### Extrait choisi:
****

Comme d’autres personnes vivant ici, une maman de trois jeunes enfants raconte qu’on lui a proposé trois nuits à l’hôtel. Et après ? Elle ne sait pas, alors qu’elle a fait des demandes pour scolariser ses enfants.
Selon nos informations, entre trois et six familles se sont vues proposer un logement pérenne sur les 23 officiellement recensées par le diagnostic social – quatre fois plus d’après Médecins du monde. Ce dernier affirme que le diagnostic a été mené en pleine journée, lorsque le squat était à moitié vide.
« Très peu d’occupants de ce camp ont souhaité bénéficier d’un accompagnement, et moins de la moitié ont répondu au diagnostic social établi par nos services, justifie Angélique Rocher-Bedjoudjou. Ce sont des membres d’une communauté nomade, ils souhaitaient avant tout pouvoir rassembler leurs affaires et quitter les lieux avec leurs caravanes ».
Enflammer la situation
Dans un communiqué diffusé ultérieurement, la préfecture précise que « près de 100 places d’hébergement avaient été mobilisées pour la mise à l’abri des publics vulnérables » et que « ‘toutes les personnes qui le souhaitaient ont été hébergées soit 29 personnes ».
Harmonie Lecerf, adjointe au maire de Bordeaux chargée de l’accès aux droits et des solidarités, a une autre version :
« Des nuitées d’hôtel ont été proposées à Créon, Bassens ou Villenave, alors qu’on sait depuis des années que les familles refusent d’être déplacées dans d’autres villes. Je ne sais pas si on peut qualifier ça de solution, mais c’est considéré comme tel par la préfecture, qui peut ainsi s’en prévaloir. »
Les services de la Ville tentent actuellement « de proposer un toit pour celles et ceux qui n’en ont pas, peu importe à quoi ça ressemblera vu le temps qu’il fait », affirme l’adjointe de Pierre Hurmic. Elle assure à Rue89 Bordeaux que la Ville n’avait pas été informée de l’intervention des forces de l’ordre, et s’indigne de l’impréparation de celle-ci :
« On expulse sur notre territoire sans nous prévenir avant, en pleine pandémie. Cela me paraît assez dingue qu’on expulse et qu’on attende de voir ensuite quoi faire, en évacuant des caravanes sans les orienter, ou en les laissant pourrir sur place. On ne va faire que déplacer le problème et enflammer la situation ailleurs. »
Le camp de la rue Lajaunie était la source de tensions avec les riverains, qui s’en étaient émus pendant le confinement, lorsqu’une aide alimentaire d’urgence avait dû être apporté aux occupants par les associations.

****

### Liste fournie:
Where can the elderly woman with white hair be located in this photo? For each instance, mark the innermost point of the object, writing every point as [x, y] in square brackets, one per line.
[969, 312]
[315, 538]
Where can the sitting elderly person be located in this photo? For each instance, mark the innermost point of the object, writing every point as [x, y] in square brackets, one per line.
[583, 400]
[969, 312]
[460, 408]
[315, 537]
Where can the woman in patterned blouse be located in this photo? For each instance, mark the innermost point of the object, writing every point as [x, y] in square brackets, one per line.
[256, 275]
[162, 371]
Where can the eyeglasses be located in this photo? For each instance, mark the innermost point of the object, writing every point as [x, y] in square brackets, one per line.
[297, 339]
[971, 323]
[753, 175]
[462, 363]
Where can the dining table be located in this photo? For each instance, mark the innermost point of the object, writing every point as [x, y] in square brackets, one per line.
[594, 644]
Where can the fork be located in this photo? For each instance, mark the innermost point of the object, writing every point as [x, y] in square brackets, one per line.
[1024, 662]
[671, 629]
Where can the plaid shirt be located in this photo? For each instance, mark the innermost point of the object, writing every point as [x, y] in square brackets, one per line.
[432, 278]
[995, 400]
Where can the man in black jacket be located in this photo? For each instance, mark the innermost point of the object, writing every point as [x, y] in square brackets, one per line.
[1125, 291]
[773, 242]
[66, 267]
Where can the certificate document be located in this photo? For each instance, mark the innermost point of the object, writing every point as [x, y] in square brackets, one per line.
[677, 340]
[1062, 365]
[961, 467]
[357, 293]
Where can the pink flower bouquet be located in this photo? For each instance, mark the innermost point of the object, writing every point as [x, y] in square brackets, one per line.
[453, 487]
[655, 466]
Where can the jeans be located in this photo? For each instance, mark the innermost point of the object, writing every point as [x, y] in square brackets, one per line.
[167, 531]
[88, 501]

****

### Objectif de l'exercice:
Poursuivez l'extrait sur l'expulsion du camp de la rue Lajaunie à partir de sa dernière phrase. La liste est un matériau distinct de l'extrait sur l'expulsion du camp de la rue Lajaunie.

### Résultat attendu:
« Ces derniers mois, la police est intervenue une cinquantaine de fois suite à des signalements des riverains et des entreprises voisines pour vols, agressions, rixes et tapages, a souligné la préfecture dans un communiqué de presse. Par ailleurs, les branchements électriques sauvages engendraient de nombreuses coupures sur le réseau du quartier et avaient même entraîné des périodes de chômage technique pour les entreprises. »
« Catastrophe »
La préfecture indique que 48 occupants du squat ont été convoqués au commissariat : citoyens de l’Union européenne, ils ne sont pas expulsables, à moins de ne pouvoir justifier de revenus les autorisant à rester sur le territoire français.
Vendredi soir, après visite du site, Harmonie Lecerf « a constaté l’ampleur de ce qu’on peut appeler une catastrophe ». La mairie a dans la foulée publié un communiqué très critique sur « les solutions proposées par l’Etat », qui « ne sont pas de nature à répondre aux besoins des populations ». Face à cette « carence », la Ville indique que son CCAS va mettre à l’abri les personnes et familles qui le nécessitent pour 5 nuits – 31 personnes en fin d’après-midi.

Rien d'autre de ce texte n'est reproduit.